[Freeswitch-users] Relay Proxy-Authentication requests to the caller

Dave Horton dave at dchorton.com
Fri Apr 15 18:38:34 MSD 2011


Hi Kristian - 

I'm not quite grasping the alternative solution you are describing, and I 
certainly would like to if there is an alternative.  In hopes of clarifying
my understanding, let me respond to some of your questions on the
architecture:

>>You said you have multiple remote FreeSWITCH PBXs deployed around
the globe.  I assume you have control over these PBXs?  

[DH] Yes, I have control over the configuration of these FS PBXs.  Of course, 
to minimize operational headaches, I want to simplify and standardize their
configuration as much as possible.  My current solution uses a very vanilla
configuration, with pretty much only two changes out of the box, 
which is the (a) addition of a gateway to point to the NA-based service provider, 
and (b) enabling speex in the list of supported codecs.

Why not deploy another system (FreeSWITCH and/or Kamailio) and configure it as an
outbound proxy to do your transcoding?  

[DH]  Hmm.  This is where I'm not clear.  I understand the use of an outbound proxy, 
but usually I am familiar with those being deployed at the customer premise, 
to funnel all traffic through to the internet and provide any associated features
(e.g., billing, limiting, and yes transcoding if needed).  However, the  transcoding 
that I need to do at the customer premise side is being done by the FS PBX natively, 
because FS already supports speex.  So there is no need for an additional transcoding
resource at the customer side. I am simply going to have the media stream encoded 
in speex by FS as leaves (no changes needed to FS config for this, other than those above), 
and the point of transcoding back to PCMU needs to happen on the other end, 
once it gets in the service provider network.  Any calls originating from the FS PBX that use
the gateway may offer multiple codecs in the INVITE (the list will include speex by virtue of
the config change mentioned above), but the 1xx/200 responses coming
back from the service provider gateway will only offer speex.

▶ _TASKS_
A. From the FreeSWITCH mailing list post, copy the stretch from "I'm not quite" through "of supported codecs." word for word.
B. Answer these from the FreeSWITCH mailing list post:
(i) What two changes does the PBX configuration have out of the box?
(ii) Where does the transcoding back to PCMU need to happen?
(iii) What will the 1xx/200 responses from the service provider gateway offer?
C. Summarize the FreeSWITCH mailing list post in two sentences.

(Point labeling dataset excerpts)

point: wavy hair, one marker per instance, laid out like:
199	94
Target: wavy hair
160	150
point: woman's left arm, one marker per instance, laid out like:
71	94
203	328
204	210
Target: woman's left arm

▶ _ANSWERS FOR THE TASKS_
A.
I'm not quite grasping the alternative solution you are describing, and I 
certainly would like to if there is an alternative.  In hopes of clarifying
my understanding, let me respond to some of your questions on the
architecture:

>>You said you have multiple remote FreeSWITCH PBXs deployed around
the globe.  I assume you have control over these PBXs?  

[DH] Yes, I have control over the configuration of these FS PBXs.  Of course, 
to minimize operational headaches, I want to simplify and standardize their
configuration as much as possible.  My current solution uses a very vanilla
configuration, with pretty much only two changes out of the box, 
which is the (a) addition of a gateway to point to the NA-based service provider, 
and (b) enabling speex in the list of supported codecs.

B.
(i) The addition of a gateway to point to the NA-based service provider, and enabling speex in the list of supported codecs.
(ii) On the other end, once the stream gets into the service provider network.
(iii) Only speex.

C. Dave Horton responds to Kristian's questions on the architecture, saying he controls the configuration of his FreeSWITCH PBXs and keeps it very vanilla, with only a gateway to an NA-based service provider added and speex enabled. He is unclear about the suggested outbound proxy, since the FS PBX already encodes the media in speex natively and the transcoding back to PCMU has to happen once the stream reaches the service provider network.